Supplied passage:

┌──

Now that she's begun to acclimate, Shorter-Gooden said her primary goals are recruiting faculty, staff and students from underrepresented groups, fostering a climate to retain them and incorporating more diverse issues into university curriculum. Hiring a chief diversity officer was a key part of the university's Diversity Strategic Plan, Shorter-Gooden said.

"The excellence we have is very closely linked to diversity," university President Wallace Loh said. "You cannot be excellent without being diverse, in every single respect — diversity of viewpoints, diversity of backgrounds, diversity in intellectual areas."

And while Shorter-Gooden said she's been welcomed on the campus, diversity in the administration has been a contentious issue in recent years. Former Associate Provost for Equity and Diversity Cordell Black, who held the highest diversity position at the university before Shorter-Gooden's position was created, was fired suddenly in fall 2009. Hardly any explanation was given to infuriated students, faculty and staff members, who protested the decision by holding a 600-person march from the Nyumburu Cultural Center to the Main Administration Building.

But in the wake of Black's dismissal, Shorter-Gooden said the community has had the chance to contribute to the university's diversity future by vetting the Strategic Plan for Diversity in fall 2010. With this sense of collaboration engrained in the university's guiding diversity document, Shoorter-Gooden said she hopes the community is ready to move forward.

"My sense is [this collaboration] probably has helped to heal some of the hurt from the time when [Black] was let go," she said. "And I think people have felt included in this next phase and feel like their input has been taken into consideration."

One of the plan's chief goals is to recruit students, faculty and staff from underrepresented groups, which means working with faculty search committees in different schools and colleges, as well as with Academic Affairs to minimize minority graduation gaps, Shorter-Gooden said.

Junior community health and neurobiology and physiology major Damien Pinkett, president of the Black Student Union, said improving recruitment of minorities is an important step toward greater diversity. Pinkett added that he has been working with the Student Government Association to visit local high schools and talk to students about applying to the university, hoping to set aside the image that attending is an unachievable goal.

└──

Tasks and exercises:
A - Reproduce the diversity article word for word, starting with "Now that she's" and going on through "Plan, Shorter-Gooden said.".
B - According to the diversity article, where did the 600-person march start and end?
Rely only on the diversity article to complete the work.

Dataset rows:
┌──

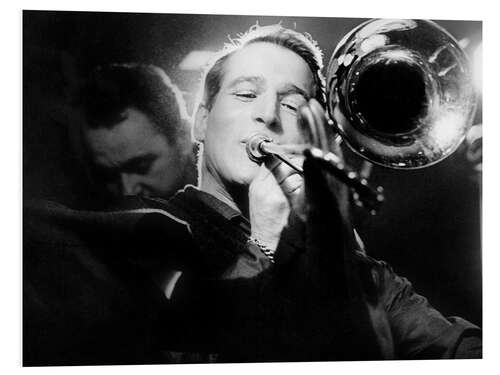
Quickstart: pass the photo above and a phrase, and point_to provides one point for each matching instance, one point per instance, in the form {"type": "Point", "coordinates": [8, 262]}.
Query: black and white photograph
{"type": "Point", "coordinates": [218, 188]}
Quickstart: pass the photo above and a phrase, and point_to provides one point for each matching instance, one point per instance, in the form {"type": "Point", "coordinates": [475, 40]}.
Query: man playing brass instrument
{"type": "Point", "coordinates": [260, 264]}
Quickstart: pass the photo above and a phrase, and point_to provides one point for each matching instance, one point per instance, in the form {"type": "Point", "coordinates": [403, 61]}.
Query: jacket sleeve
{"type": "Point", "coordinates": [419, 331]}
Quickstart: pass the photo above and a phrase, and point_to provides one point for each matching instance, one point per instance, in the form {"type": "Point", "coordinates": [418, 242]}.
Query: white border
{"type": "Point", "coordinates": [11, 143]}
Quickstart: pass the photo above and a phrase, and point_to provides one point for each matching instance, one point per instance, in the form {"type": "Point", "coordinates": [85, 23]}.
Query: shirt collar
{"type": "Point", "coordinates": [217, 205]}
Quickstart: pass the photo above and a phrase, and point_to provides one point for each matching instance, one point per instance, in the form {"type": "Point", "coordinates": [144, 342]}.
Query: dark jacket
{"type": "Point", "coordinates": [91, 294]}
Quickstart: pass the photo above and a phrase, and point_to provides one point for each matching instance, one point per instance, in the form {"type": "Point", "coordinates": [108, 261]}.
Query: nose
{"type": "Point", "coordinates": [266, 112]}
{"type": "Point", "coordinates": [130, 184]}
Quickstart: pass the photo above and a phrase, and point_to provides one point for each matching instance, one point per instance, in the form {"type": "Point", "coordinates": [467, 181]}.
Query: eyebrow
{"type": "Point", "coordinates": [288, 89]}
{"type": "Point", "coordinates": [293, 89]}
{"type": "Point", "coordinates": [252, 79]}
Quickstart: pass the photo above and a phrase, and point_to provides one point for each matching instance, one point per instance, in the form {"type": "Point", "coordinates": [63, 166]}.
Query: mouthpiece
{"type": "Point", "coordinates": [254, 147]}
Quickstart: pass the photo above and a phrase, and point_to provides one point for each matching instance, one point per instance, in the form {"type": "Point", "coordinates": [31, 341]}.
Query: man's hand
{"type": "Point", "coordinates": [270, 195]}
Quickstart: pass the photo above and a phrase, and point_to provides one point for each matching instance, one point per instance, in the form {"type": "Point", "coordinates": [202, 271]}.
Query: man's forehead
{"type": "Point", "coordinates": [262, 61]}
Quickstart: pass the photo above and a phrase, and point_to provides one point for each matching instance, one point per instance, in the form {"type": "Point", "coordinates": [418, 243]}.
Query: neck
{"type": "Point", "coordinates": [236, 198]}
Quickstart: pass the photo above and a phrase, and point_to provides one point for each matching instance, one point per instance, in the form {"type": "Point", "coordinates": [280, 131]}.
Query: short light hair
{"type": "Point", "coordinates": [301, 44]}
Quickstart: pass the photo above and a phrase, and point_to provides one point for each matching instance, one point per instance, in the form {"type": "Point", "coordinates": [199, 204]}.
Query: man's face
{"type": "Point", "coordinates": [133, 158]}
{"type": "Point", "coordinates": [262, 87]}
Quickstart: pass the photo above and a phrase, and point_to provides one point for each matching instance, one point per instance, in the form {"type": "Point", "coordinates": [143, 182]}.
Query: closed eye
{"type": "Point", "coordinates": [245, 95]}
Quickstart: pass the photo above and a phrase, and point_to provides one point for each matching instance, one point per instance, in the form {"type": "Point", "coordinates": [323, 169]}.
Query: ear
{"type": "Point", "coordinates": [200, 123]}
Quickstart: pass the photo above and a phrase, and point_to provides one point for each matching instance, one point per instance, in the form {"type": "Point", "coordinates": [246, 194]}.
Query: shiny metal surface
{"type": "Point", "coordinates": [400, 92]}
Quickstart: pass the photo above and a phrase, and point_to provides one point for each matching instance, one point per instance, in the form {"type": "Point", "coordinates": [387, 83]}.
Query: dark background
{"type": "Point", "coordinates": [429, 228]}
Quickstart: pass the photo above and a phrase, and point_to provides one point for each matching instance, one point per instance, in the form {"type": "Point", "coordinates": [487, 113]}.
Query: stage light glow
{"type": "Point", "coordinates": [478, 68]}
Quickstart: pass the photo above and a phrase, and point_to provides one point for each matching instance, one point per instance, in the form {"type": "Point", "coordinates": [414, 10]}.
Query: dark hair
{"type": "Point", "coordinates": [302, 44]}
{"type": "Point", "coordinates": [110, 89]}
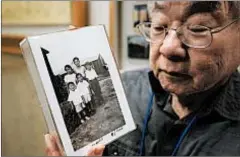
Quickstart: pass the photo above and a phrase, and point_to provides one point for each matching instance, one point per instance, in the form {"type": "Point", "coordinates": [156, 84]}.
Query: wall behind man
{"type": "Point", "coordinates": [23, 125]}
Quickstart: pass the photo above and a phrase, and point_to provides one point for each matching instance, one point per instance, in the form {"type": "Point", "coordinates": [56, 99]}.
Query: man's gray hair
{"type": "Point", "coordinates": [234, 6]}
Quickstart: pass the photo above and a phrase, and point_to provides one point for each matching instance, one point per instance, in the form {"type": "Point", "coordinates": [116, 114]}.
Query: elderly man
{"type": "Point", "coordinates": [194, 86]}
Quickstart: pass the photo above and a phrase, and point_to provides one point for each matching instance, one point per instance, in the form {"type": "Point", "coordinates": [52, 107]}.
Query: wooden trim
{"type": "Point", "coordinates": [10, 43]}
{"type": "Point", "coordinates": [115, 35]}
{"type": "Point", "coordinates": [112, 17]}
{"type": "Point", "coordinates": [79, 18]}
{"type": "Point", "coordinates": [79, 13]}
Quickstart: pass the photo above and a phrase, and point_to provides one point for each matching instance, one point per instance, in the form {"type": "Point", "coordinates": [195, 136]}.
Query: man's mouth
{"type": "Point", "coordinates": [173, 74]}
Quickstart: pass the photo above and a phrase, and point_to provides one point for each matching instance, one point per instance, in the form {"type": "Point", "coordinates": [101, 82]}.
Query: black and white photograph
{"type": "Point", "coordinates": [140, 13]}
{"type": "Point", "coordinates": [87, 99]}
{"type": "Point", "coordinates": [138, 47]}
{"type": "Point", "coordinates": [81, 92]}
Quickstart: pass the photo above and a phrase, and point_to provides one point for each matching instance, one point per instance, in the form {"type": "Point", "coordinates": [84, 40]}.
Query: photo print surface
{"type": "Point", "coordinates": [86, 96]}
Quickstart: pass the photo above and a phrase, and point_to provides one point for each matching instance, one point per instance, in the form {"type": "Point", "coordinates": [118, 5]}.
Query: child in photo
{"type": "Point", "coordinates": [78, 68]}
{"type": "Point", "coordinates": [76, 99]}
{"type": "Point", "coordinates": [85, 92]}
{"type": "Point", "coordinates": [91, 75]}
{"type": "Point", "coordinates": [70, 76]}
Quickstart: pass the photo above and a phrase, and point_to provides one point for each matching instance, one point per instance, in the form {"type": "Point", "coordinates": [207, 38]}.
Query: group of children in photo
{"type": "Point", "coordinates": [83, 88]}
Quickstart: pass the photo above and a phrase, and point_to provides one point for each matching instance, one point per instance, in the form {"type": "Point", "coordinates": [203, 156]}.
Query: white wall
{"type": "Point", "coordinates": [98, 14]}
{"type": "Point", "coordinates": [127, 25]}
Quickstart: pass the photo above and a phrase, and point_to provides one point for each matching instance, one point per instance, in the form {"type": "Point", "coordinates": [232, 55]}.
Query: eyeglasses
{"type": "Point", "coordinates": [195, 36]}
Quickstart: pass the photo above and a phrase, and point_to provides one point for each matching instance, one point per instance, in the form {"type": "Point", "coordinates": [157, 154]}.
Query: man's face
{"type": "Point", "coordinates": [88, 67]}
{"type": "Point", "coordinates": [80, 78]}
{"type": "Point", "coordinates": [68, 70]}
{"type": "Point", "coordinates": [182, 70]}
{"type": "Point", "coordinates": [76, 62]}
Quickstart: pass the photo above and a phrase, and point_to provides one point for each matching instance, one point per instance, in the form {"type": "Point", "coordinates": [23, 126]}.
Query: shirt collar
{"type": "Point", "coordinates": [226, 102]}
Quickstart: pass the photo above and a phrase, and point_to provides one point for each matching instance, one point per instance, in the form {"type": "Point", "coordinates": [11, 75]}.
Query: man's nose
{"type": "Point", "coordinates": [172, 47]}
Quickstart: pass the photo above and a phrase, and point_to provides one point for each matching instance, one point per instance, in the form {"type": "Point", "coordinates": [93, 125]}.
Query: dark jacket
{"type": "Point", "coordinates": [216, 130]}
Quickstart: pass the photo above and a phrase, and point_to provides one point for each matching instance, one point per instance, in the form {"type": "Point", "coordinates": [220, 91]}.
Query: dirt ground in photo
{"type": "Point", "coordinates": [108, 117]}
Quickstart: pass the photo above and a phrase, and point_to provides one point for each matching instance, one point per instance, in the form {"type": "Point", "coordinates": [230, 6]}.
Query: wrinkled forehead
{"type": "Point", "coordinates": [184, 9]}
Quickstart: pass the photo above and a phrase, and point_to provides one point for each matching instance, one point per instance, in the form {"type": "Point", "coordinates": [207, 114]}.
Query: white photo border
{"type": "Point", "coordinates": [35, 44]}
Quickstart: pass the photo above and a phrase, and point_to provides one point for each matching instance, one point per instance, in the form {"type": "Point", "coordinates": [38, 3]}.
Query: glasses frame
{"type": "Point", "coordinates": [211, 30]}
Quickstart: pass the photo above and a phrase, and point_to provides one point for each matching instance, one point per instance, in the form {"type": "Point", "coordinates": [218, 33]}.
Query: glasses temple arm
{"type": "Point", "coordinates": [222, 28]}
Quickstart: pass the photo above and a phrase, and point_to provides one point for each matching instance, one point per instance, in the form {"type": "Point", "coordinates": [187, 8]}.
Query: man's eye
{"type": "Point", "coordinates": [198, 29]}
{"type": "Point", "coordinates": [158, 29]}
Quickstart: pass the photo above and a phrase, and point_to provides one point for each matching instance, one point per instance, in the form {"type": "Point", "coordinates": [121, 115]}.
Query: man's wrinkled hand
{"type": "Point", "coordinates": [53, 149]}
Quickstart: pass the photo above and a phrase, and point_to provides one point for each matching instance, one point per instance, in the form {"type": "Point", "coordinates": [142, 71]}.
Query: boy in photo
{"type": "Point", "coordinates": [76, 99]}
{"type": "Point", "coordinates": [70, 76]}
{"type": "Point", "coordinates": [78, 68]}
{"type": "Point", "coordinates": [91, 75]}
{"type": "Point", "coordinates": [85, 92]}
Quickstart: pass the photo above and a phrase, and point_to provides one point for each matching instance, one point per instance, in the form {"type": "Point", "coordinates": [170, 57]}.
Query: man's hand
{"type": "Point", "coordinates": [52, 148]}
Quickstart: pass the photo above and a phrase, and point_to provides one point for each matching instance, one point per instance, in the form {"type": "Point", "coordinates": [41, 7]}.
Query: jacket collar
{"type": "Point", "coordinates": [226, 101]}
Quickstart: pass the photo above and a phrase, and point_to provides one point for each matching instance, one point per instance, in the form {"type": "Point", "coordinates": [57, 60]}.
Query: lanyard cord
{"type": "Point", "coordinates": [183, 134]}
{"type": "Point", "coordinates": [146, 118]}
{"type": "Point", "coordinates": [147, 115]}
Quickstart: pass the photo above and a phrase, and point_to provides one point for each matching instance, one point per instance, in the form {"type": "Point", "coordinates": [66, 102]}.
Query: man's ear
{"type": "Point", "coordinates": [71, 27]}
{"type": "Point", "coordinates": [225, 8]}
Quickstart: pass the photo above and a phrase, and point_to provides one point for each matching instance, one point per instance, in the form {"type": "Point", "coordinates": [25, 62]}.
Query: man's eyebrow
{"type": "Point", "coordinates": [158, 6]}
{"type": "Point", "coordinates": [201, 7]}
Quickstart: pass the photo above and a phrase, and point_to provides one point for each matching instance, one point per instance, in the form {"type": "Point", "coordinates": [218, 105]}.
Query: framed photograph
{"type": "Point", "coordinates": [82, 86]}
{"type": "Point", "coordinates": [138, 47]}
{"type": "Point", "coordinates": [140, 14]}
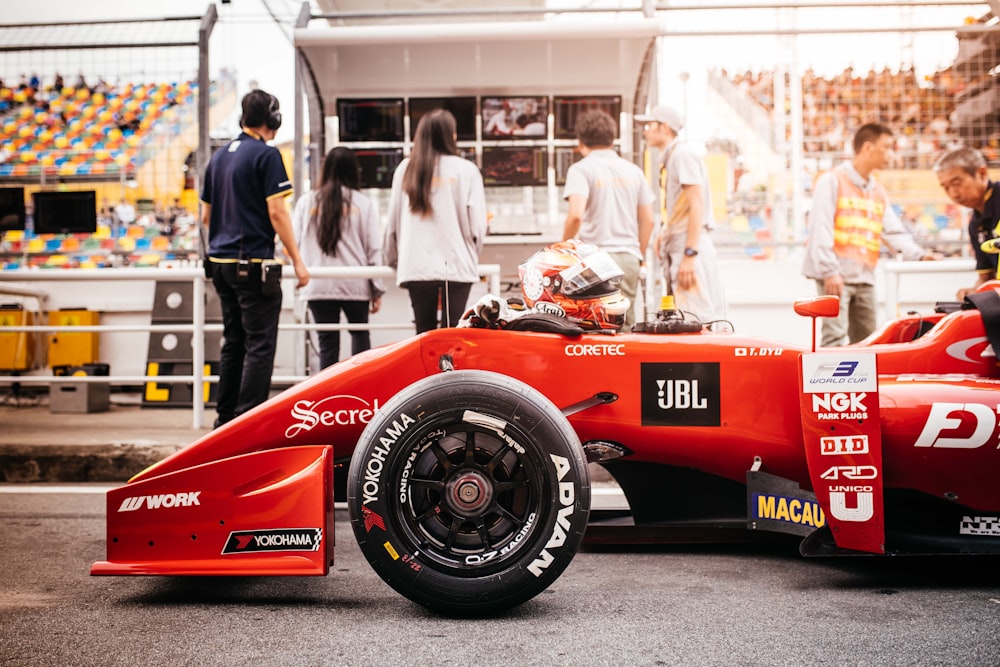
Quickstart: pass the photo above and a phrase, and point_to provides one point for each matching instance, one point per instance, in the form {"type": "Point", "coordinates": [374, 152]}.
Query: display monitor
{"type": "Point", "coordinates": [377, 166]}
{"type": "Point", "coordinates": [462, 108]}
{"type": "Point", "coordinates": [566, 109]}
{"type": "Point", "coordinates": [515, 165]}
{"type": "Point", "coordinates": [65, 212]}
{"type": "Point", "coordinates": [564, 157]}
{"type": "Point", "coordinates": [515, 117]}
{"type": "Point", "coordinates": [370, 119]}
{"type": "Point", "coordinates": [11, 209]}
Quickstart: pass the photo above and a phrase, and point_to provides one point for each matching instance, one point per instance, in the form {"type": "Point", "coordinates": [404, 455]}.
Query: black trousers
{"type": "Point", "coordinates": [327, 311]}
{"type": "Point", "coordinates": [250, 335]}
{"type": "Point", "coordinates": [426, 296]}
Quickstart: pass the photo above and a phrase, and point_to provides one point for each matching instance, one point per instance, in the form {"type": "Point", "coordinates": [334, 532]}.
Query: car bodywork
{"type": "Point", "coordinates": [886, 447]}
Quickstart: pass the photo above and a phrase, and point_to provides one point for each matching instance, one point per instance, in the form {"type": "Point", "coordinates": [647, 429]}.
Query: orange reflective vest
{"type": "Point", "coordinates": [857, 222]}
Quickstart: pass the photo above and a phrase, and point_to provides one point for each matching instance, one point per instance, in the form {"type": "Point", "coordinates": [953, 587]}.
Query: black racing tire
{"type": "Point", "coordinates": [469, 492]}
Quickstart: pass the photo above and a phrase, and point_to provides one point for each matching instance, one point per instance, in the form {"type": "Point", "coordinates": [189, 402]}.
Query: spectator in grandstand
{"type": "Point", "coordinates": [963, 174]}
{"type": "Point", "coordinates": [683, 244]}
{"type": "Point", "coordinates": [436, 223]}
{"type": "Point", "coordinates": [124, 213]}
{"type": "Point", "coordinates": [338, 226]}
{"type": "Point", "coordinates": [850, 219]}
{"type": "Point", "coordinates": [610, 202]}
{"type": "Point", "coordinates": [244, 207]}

└──

Answers in order:
A -
Now that she's begun to acclimate, Shorter-Gooden said her primary goals are recruiting faculty, staff and students from underrepresented groups, fostering a climate to retain them and incorporating more diverse issues into university curriculum. Hiring a chief diversity officer was a key part of the university's Diversity Strategic Plan, Shorter-Gooden said.

B - It went from the Nyumburu Cultural Center to the Main Administration Building.